Kısa alıştırma A
Delil toplama ve sunma hakkı hakkındaki metinde "3. Delil Toplama" sözlerinden "ihlal edilmiş olabilir." sözlerine kadar olan kısmı, iki uç da dahil, düzenleyerek yeniden yazın. Bu kısımda "bilirkişi incelemesi" ifadesinin yerine "uzman görüşü" ifadesini koyun.
Kısa alıştırma B
Kayıtlarda "# point at: white wall (one per instance)" ifadesini içeren satırdan "(1260, 593)" ifadesini içeren satıra kadar olan satırları, bu iki satır da dahil, hiçbir değişiklik yapmadan yeniden yazın.

=== Okuma metni ===

3. Delil Toplama ve Sunma Hakkı



Sanık, lehine olan delilleri toplama ve mahkemeye sunma hakkına sahiptir. 5271 sayılı CMK'nın 177. maddesi uyarınca, sanık tanık dinletme, bilirkişi incelemesi talep etme ve belge sunma gibi yollara başvurabilir. Delillerin toplanması ve değerlendirilmesi sürecinde silahların eşitliği ilkesinin gözetilmesi gerekir. Bu ilke, savunma makamının da iddia makamı ile aynı imkanlara sahip olmasını ifade eder. Sanığın delil sunma hakkı, yargılamanın her aşamasında geçerlidir. Mahkeme, sanığın sunduğu delilleri reddederse, bu kararın gerekçesini açıkça belirtmek zorundadır. Aksi takdirde, adil yargılanma hakkı ihlal edilmiş olabilir.

=== Sağlanan veriler ===

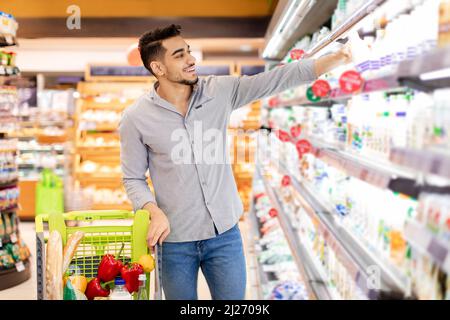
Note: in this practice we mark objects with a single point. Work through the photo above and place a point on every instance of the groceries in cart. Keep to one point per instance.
(116, 277)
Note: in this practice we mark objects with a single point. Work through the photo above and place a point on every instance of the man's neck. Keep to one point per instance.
(175, 93)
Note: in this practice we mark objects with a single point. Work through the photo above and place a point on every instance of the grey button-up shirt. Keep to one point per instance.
(187, 157)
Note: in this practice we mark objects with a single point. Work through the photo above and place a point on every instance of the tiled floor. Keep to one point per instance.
(27, 290)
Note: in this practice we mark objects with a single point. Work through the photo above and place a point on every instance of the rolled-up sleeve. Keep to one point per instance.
(246, 89)
(134, 162)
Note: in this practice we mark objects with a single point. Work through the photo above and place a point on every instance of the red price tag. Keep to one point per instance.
(303, 147)
(297, 54)
(286, 181)
(296, 131)
(321, 88)
(351, 82)
(259, 195)
(273, 102)
(273, 213)
(283, 136)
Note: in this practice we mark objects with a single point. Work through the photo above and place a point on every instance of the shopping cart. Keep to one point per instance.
(105, 232)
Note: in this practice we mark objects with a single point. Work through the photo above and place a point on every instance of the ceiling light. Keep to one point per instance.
(439, 74)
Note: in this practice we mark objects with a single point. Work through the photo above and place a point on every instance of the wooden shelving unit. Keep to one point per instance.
(99, 143)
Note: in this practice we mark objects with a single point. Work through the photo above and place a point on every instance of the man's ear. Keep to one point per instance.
(157, 68)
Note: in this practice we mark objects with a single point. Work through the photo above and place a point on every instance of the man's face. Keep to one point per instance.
(178, 62)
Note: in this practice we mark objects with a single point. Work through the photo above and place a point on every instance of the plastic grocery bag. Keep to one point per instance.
(49, 193)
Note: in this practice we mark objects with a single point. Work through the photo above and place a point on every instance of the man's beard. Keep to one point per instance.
(188, 82)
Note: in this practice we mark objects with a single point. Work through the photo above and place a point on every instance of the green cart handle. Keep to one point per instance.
(86, 216)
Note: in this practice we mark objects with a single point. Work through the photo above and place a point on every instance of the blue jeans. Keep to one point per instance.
(222, 262)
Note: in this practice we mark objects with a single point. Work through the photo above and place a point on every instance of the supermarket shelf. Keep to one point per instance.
(7, 40)
(10, 209)
(408, 75)
(8, 184)
(114, 105)
(314, 282)
(99, 127)
(97, 150)
(98, 176)
(255, 235)
(377, 172)
(430, 161)
(365, 9)
(9, 71)
(10, 278)
(59, 150)
(393, 282)
(386, 83)
(427, 243)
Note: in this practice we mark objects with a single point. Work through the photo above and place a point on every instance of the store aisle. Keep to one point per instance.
(26, 290)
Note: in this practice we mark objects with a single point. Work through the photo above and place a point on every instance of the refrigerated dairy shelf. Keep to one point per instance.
(414, 74)
(256, 234)
(380, 173)
(431, 161)
(393, 282)
(345, 26)
(315, 284)
(426, 242)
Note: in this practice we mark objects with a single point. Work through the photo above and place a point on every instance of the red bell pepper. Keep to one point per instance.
(130, 273)
(109, 268)
(95, 289)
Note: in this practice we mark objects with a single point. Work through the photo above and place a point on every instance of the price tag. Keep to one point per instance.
(303, 147)
(321, 88)
(13, 238)
(351, 82)
(437, 250)
(273, 102)
(20, 266)
(273, 213)
(296, 131)
(283, 135)
(311, 96)
(297, 54)
(286, 181)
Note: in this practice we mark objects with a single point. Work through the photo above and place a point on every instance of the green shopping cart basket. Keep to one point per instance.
(105, 232)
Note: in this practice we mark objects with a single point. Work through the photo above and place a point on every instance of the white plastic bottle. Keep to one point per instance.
(120, 292)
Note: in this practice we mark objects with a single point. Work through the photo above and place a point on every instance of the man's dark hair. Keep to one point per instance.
(150, 43)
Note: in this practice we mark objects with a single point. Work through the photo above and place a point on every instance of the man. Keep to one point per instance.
(195, 214)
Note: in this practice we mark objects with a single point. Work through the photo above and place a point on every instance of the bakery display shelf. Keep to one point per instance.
(394, 283)
(9, 209)
(9, 71)
(315, 284)
(7, 40)
(8, 184)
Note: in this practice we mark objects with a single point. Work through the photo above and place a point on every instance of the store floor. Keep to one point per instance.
(27, 290)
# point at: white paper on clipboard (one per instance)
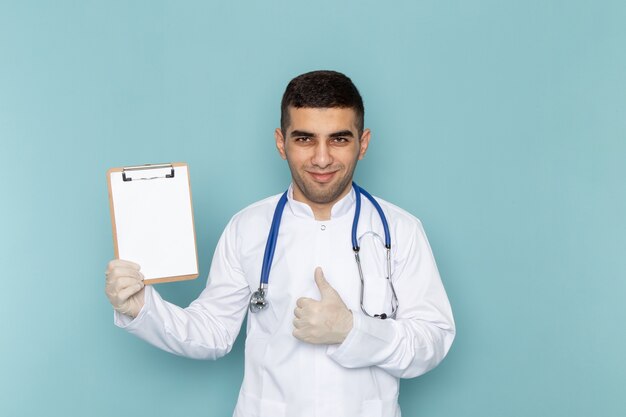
(152, 218)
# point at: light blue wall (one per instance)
(501, 124)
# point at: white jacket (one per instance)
(287, 377)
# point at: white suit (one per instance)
(283, 375)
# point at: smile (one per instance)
(322, 176)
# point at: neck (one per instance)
(321, 211)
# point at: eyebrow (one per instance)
(332, 135)
(301, 133)
(341, 133)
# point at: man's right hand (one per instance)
(125, 287)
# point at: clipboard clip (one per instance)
(126, 178)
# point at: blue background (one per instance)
(501, 124)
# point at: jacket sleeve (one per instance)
(422, 333)
(207, 329)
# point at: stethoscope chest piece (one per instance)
(258, 300)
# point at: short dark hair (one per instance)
(321, 89)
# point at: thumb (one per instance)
(326, 290)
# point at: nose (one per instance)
(322, 157)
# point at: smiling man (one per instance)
(327, 336)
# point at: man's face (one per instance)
(322, 147)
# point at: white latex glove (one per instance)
(327, 321)
(125, 287)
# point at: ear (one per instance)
(364, 143)
(280, 142)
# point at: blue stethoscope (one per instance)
(258, 300)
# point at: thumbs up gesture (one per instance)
(327, 321)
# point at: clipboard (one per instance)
(152, 219)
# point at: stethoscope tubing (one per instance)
(258, 300)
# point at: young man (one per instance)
(330, 341)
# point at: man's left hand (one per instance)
(327, 321)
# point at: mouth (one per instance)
(322, 177)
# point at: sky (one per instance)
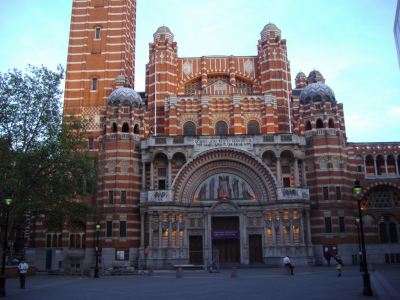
(350, 42)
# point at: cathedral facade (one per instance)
(219, 160)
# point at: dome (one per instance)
(124, 96)
(317, 92)
(301, 80)
(315, 76)
(163, 33)
(301, 76)
(270, 31)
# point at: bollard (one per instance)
(234, 273)
(179, 273)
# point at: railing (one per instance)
(159, 196)
(293, 194)
(74, 252)
(237, 141)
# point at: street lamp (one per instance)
(8, 202)
(367, 291)
(96, 268)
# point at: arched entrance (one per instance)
(223, 185)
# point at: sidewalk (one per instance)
(315, 283)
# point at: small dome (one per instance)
(301, 80)
(121, 80)
(125, 97)
(315, 76)
(317, 92)
(270, 31)
(163, 33)
(301, 76)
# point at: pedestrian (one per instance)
(288, 265)
(22, 269)
(339, 265)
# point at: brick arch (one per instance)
(224, 160)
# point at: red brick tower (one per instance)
(161, 77)
(320, 118)
(275, 72)
(101, 47)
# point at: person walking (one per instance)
(22, 270)
(288, 265)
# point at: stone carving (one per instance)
(248, 67)
(124, 167)
(225, 207)
(224, 186)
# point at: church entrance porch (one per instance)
(225, 236)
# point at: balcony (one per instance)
(203, 143)
(293, 194)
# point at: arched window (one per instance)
(221, 128)
(320, 124)
(125, 127)
(136, 129)
(253, 128)
(189, 129)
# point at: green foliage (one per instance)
(42, 164)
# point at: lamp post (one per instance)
(367, 291)
(96, 268)
(8, 202)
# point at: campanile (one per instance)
(101, 47)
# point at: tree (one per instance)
(42, 163)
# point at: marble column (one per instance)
(365, 167)
(151, 176)
(169, 173)
(291, 227)
(386, 169)
(376, 167)
(296, 173)
(144, 176)
(278, 172)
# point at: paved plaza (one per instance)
(260, 283)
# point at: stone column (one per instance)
(160, 233)
(386, 170)
(169, 174)
(278, 171)
(169, 231)
(151, 176)
(142, 230)
(243, 240)
(281, 227)
(302, 240)
(296, 173)
(365, 166)
(150, 216)
(291, 227)
(273, 231)
(303, 173)
(308, 227)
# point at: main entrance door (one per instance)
(255, 248)
(196, 249)
(226, 238)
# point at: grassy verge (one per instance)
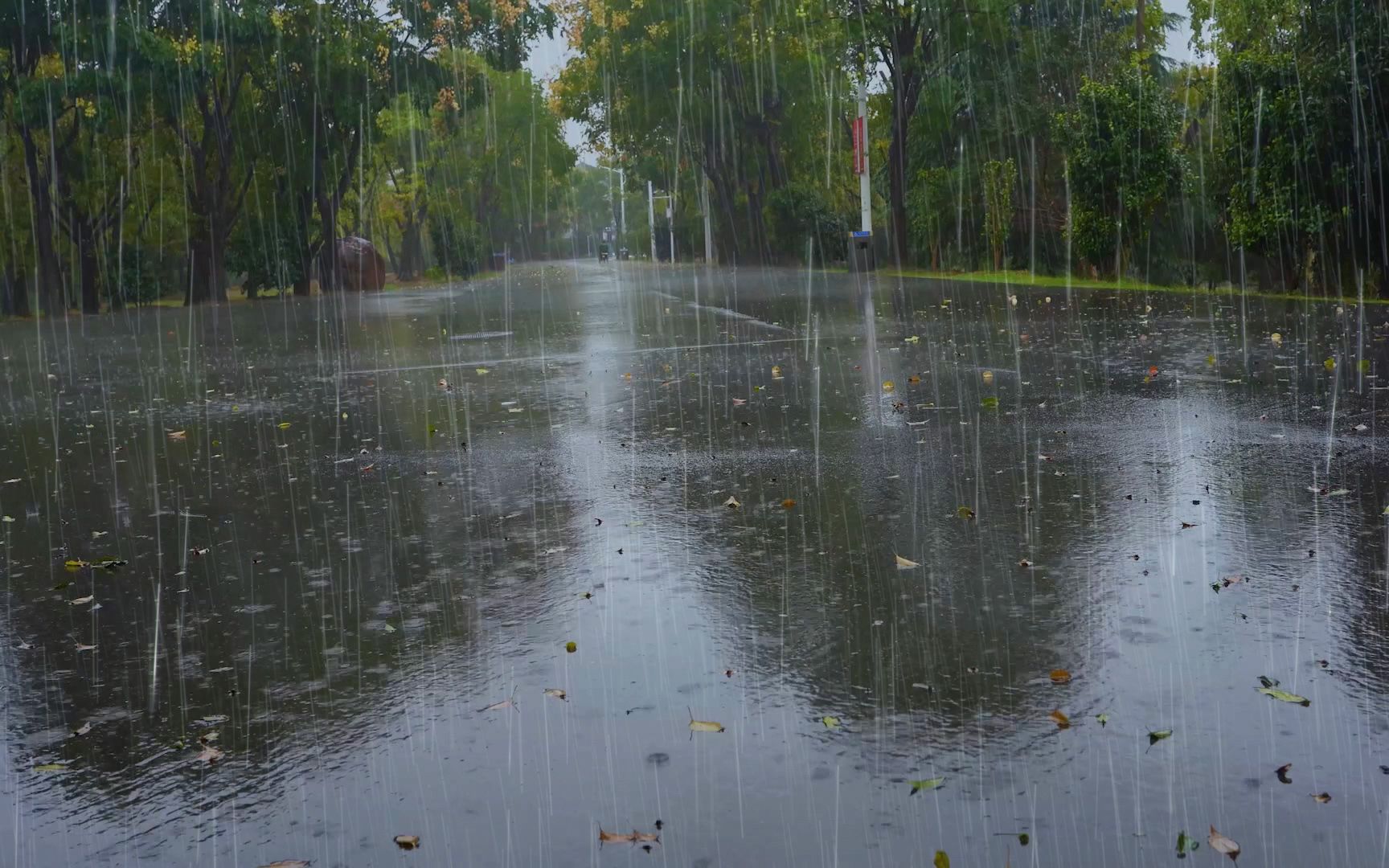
(1021, 278)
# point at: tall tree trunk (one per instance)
(412, 252)
(88, 267)
(40, 194)
(207, 265)
(14, 292)
(906, 93)
(306, 249)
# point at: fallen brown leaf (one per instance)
(1223, 845)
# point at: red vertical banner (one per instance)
(858, 146)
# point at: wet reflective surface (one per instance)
(363, 579)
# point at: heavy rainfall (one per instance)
(709, 432)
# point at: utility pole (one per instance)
(670, 217)
(860, 242)
(709, 238)
(650, 217)
(864, 194)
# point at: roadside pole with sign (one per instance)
(860, 240)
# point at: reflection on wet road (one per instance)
(467, 563)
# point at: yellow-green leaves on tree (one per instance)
(999, 178)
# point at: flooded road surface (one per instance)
(465, 564)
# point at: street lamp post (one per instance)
(621, 185)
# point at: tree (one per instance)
(1120, 139)
(998, 204)
(31, 84)
(1297, 173)
(929, 202)
(202, 71)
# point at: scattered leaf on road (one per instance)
(1223, 845)
(1185, 843)
(703, 725)
(1285, 696)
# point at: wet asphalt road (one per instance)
(362, 532)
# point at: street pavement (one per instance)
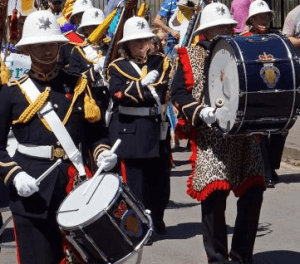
(278, 237)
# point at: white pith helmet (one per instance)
(215, 14)
(136, 28)
(258, 7)
(91, 17)
(80, 6)
(41, 27)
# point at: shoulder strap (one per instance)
(59, 130)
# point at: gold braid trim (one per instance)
(79, 89)
(86, 58)
(124, 73)
(165, 68)
(33, 107)
(39, 102)
(91, 110)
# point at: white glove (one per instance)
(25, 184)
(108, 159)
(100, 64)
(151, 77)
(208, 116)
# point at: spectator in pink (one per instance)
(239, 11)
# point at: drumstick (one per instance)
(47, 172)
(113, 149)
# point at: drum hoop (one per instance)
(233, 43)
(139, 246)
(95, 217)
(283, 40)
(245, 81)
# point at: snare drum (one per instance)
(107, 224)
(257, 78)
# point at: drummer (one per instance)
(138, 85)
(259, 18)
(52, 117)
(222, 164)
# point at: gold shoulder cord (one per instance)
(124, 73)
(85, 57)
(165, 68)
(35, 106)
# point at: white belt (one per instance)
(46, 152)
(140, 111)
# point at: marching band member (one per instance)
(222, 164)
(259, 18)
(167, 10)
(138, 85)
(89, 57)
(53, 117)
(70, 31)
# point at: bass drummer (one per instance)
(259, 18)
(222, 163)
(53, 117)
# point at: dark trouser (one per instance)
(38, 240)
(272, 148)
(215, 230)
(149, 181)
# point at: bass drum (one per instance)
(105, 224)
(257, 79)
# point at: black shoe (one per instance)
(149, 242)
(235, 257)
(159, 227)
(270, 184)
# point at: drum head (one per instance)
(223, 83)
(78, 209)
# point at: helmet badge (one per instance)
(140, 24)
(44, 23)
(220, 10)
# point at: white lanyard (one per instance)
(57, 127)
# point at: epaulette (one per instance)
(21, 80)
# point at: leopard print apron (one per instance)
(222, 163)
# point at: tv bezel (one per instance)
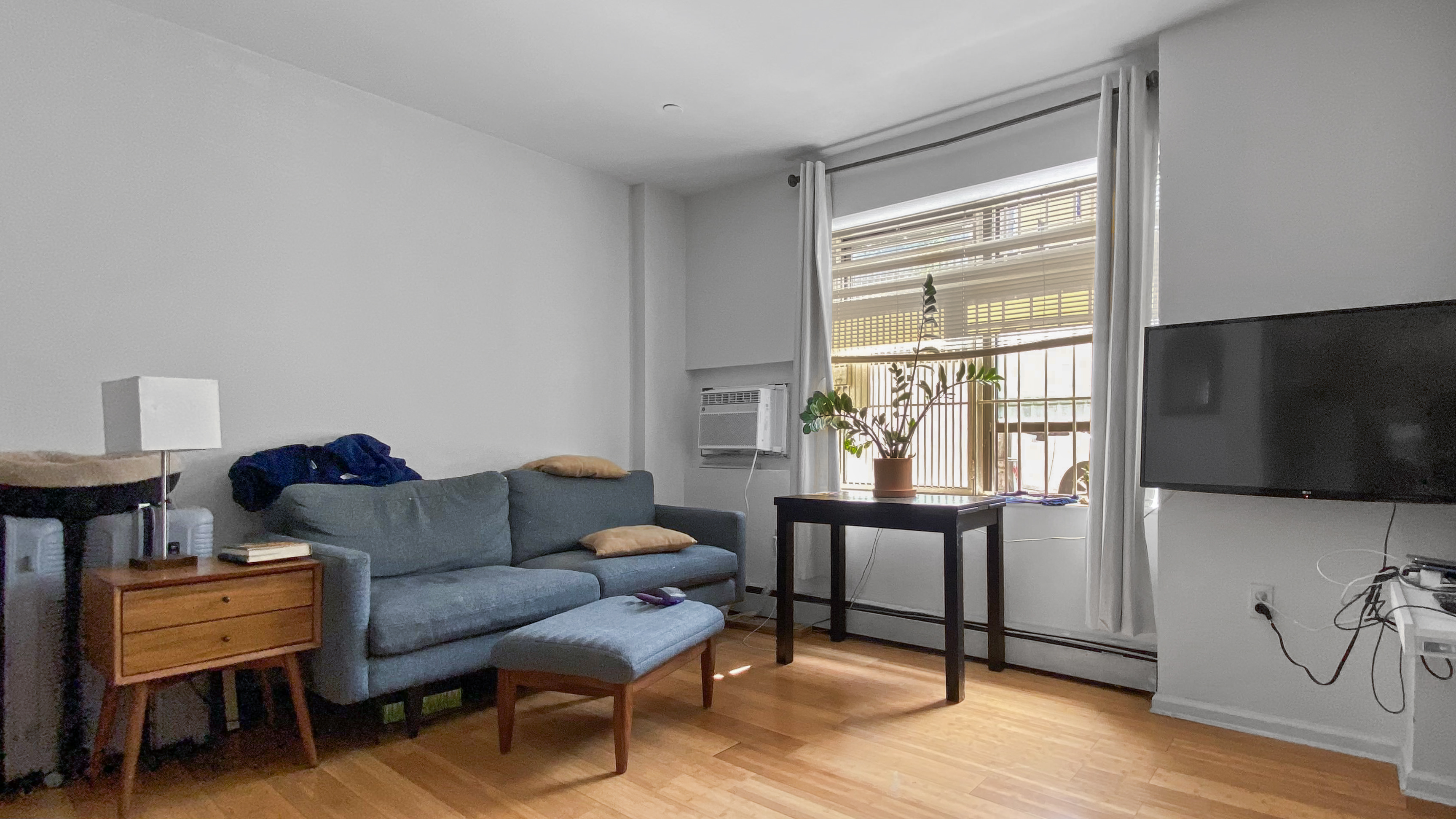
(1269, 491)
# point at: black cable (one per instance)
(1350, 647)
(1385, 548)
(1451, 671)
(1400, 671)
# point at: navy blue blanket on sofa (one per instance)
(258, 478)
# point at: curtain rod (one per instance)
(794, 178)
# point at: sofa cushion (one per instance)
(577, 467)
(637, 541)
(551, 513)
(614, 640)
(408, 528)
(638, 573)
(426, 610)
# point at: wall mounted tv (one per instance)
(1341, 404)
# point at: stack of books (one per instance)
(261, 553)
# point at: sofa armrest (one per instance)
(338, 669)
(714, 528)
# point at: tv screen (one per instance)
(1341, 404)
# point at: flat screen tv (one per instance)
(1341, 404)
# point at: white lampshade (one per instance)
(150, 414)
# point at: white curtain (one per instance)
(1120, 593)
(817, 464)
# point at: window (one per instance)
(1014, 270)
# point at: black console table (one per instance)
(950, 515)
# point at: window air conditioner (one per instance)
(742, 420)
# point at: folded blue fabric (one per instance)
(350, 459)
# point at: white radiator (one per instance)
(34, 605)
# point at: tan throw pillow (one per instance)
(577, 467)
(637, 541)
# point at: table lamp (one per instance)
(165, 416)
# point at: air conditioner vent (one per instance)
(740, 397)
(743, 419)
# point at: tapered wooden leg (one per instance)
(265, 685)
(622, 723)
(104, 725)
(129, 763)
(414, 710)
(708, 674)
(300, 707)
(504, 709)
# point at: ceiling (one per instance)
(759, 82)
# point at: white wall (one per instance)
(1306, 164)
(178, 206)
(743, 295)
(663, 430)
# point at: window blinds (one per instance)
(1008, 270)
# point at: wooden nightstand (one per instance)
(142, 627)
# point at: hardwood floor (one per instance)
(849, 730)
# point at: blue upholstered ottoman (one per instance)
(614, 646)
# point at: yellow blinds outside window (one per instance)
(1014, 286)
(1008, 270)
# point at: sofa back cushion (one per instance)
(551, 513)
(408, 528)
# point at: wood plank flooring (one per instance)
(851, 730)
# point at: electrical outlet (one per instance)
(1260, 593)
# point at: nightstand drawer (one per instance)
(159, 649)
(146, 610)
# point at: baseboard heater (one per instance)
(1148, 655)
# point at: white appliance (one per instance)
(736, 420)
(177, 712)
(34, 636)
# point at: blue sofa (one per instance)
(421, 579)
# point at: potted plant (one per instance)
(892, 432)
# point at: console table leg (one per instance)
(708, 662)
(504, 709)
(104, 725)
(300, 706)
(784, 626)
(622, 723)
(136, 719)
(954, 617)
(838, 607)
(995, 596)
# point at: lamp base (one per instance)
(155, 563)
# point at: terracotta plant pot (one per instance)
(893, 477)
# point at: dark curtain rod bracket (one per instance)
(1151, 82)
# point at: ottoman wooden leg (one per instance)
(708, 672)
(622, 723)
(504, 709)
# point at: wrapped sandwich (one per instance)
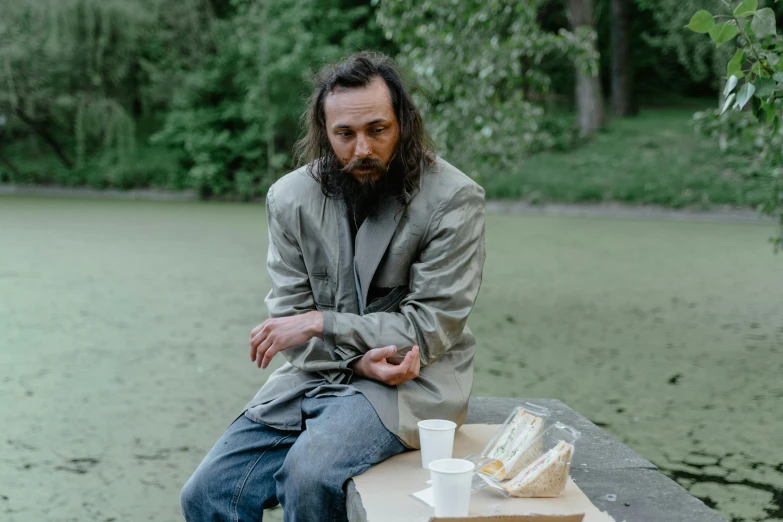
(515, 447)
(546, 477)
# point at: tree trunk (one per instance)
(7, 162)
(622, 65)
(589, 99)
(46, 136)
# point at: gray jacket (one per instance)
(427, 257)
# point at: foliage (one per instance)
(236, 117)
(481, 66)
(73, 72)
(757, 68)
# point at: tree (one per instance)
(755, 82)
(589, 98)
(482, 68)
(622, 65)
(237, 117)
(72, 72)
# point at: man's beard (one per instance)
(363, 197)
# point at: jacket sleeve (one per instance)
(443, 285)
(291, 294)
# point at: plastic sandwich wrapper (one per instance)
(527, 457)
(379, 491)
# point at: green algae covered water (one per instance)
(124, 325)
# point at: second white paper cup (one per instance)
(451, 480)
(437, 440)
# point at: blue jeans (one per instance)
(254, 466)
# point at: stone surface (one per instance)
(602, 467)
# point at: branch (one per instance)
(750, 44)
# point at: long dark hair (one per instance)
(415, 149)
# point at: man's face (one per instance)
(362, 129)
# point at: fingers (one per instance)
(380, 354)
(263, 348)
(257, 336)
(268, 354)
(416, 365)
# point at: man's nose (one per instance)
(362, 146)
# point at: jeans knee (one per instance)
(193, 499)
(307, 484)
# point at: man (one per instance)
(376, 250)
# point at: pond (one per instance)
(123, 346)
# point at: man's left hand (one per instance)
(275, 335)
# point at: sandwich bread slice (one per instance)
(546, 477)
(516, 447)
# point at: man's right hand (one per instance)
(373, 365)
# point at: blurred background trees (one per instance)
(531, 97)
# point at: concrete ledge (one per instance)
(613, 477)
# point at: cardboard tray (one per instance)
(386, 488)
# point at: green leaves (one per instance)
(764, 88)
(763, 23)
(722, 33)
(701, 22)
(744, 95)
(734, 67)
(730, 84)
(728, 101)
(746, 8)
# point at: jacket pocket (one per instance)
(324, 289)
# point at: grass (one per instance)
(654, 158)
(126, 322)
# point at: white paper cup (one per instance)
(451, 480)
(437, 440)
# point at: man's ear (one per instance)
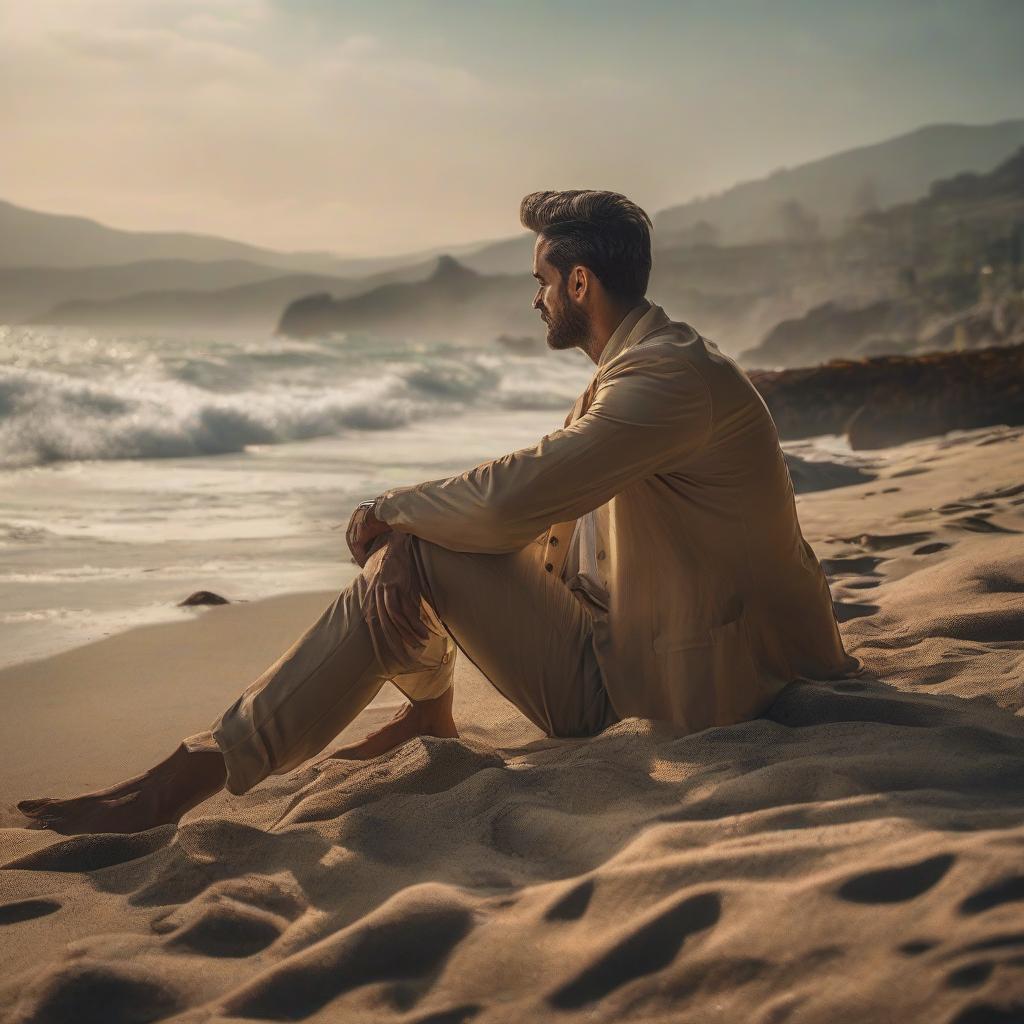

===

Cevap A
3. Delil Toplama ve Sunma Hakkı



Sanık, lehine olan delilleri toplama ve mahkemeye sunma hakkına sahiptir. 5271 sayılı CMK'nın 177. maddesi uyarınca, sanık tanık dinletme, uzman görüşü talep etme ve belge sunma gibi yollara başvurabilir. Delillerin toplanması ve değerlendirilmesi sürecinde silahların eşitliği ilkesinin gözetilmesi gerekir. Bu ilke, savunma makamının da iddia makamı ile aynı imkanlara sahip olmasını ifade eder. Sanığın delil sunma hakkı, yargılamanın her aşamasında geçerlidir. Mahkeme, sanığın sunduğu delilleri reddederse, bu kararın gerekçesini açıkça belirtmek zorundadır. Aksi takdirde, adil yargılanma hakkı ihlal edilmiş olabilir.

Cevap B
# point at: white wall (one per instance)
(1306, 164)
(178, 206)
(743, 295)
(663, 430)
# point at: window blinds (one per instance)
(1008, 270)
# point at: wooden nightstand (one per instance)
(142, 627)
# point at: hardwood floor (one per instance)
(849, 730)
# point at: blue upholstered ottoman (one per instance)
(614, 646)
# point at: yellow blinds outside window (one per instance)
(1014, 286)
(1008, 270)
# point at: sofa back cushion (one per instance)
(551, 513)
(408, 528)
# point at: wood plank flooring (one per instance)
(851, 730)
# point at: electrical outlet (one per instance)
(1260, 593)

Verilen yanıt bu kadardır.